Page extract:

------------------------

Modality-Aware Calibration Pool:
- Function: Adaptively construct a calibration pool containing all text tokens and a small number of visual tokens.
- Mechanism: Per Finding A, all text tokens are retained to protect language capability; per Finding B, only a small number of visual tokens are needed to capture vision-specific weights.
Layer-Adaptive Visual Token Selection:
- Function: Select the most important visual tokens at each Transformer block.
- Saliency Metric: Token representation drift (visual drift) \(s_v = 1 - \cos(\mathbf{X}_{in,v}, \mathbf{X}_{out,v})\).
- Intuition: If a block substantially updates the representation of a visual token, that token is actively engaged in computation within the block and should be included in calibration.
- The top-\(k\) visual tokens with the largest drift are added to the calibration pool.

Loss & Training¶

Uses Wanda's importance score \(\mathbf{I}_{ij} = |\mathbf{W}_{ij}| \cdot \|\mathbf{X}_j\|_2\).
Row-wise pruning of the lowest \(\rho\%\) scores to obtain an unstructured sparse model.
No retraining required; this is a post-hoc pruning approach.

Key Experimental Results¶

MoT Probe Experiments (LLaVA-NeXT)¶

Pathway	Calibration Source	Mean @ 50% Sparsity	Mean @ 60% Sparsity
Text Pathway	Text	98.26%	84.65%
Text Pathway	Visual	94.33%	50.92%
Text Pathway	Mixed	95.86%	64.97%
Visual Pathway	Text	100.27%	100.05%
Visual Pathway	Visual	99.37%	99.25%
Visual Pathway	Mixed	100.14%	99.57%

Main Results (9 Multimodal Benchmarks)¶

Method	Sparsity	Multi-Benchmark Avg.	vs. Wanda	vs. TAMP
ATV-Pruning	50%	Best	Significantly better	Exceeds
ATV-Pruning	60%	Best	Substantially better	Exceeds

Highlights & Insights¶

The MoT probe experimental design is elegant, providing the first quantitative characterization of asymmetric pruning sensitivity between text and visual pathways in LVLMs.
The method is remarkably simple — it modifies only the calibration token selection strategy on top of Wanda, yet achieves significant performance gains.

------------------------

Exercise instructions: Using the pruning-method extract, please explain why a visual token whose representation a Transformer block substantially updates should be included in calibration, in one to three sentences. The lines after this text play no part in this exercise.

Raw data:

------------------------

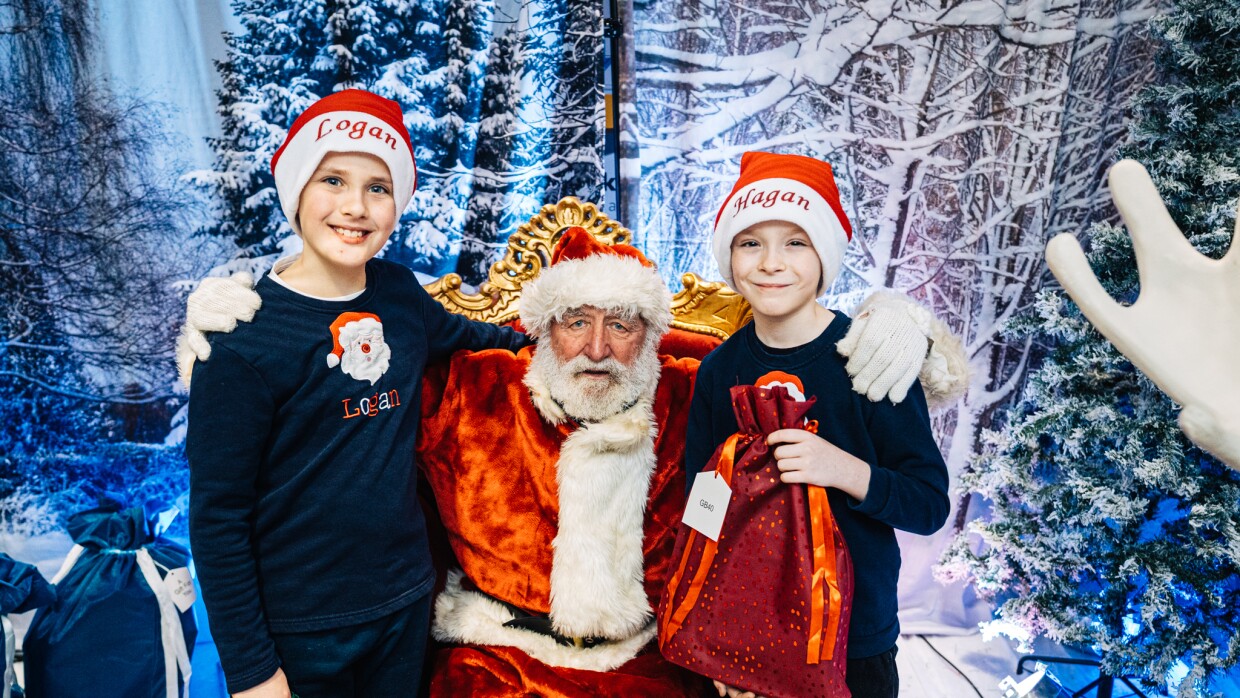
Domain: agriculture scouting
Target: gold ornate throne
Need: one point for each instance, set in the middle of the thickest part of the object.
(708, 311)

------------------------

Solution to this problem: A substantial update means the token is actively engaged in computation within that block. That makes it worth including in calibration.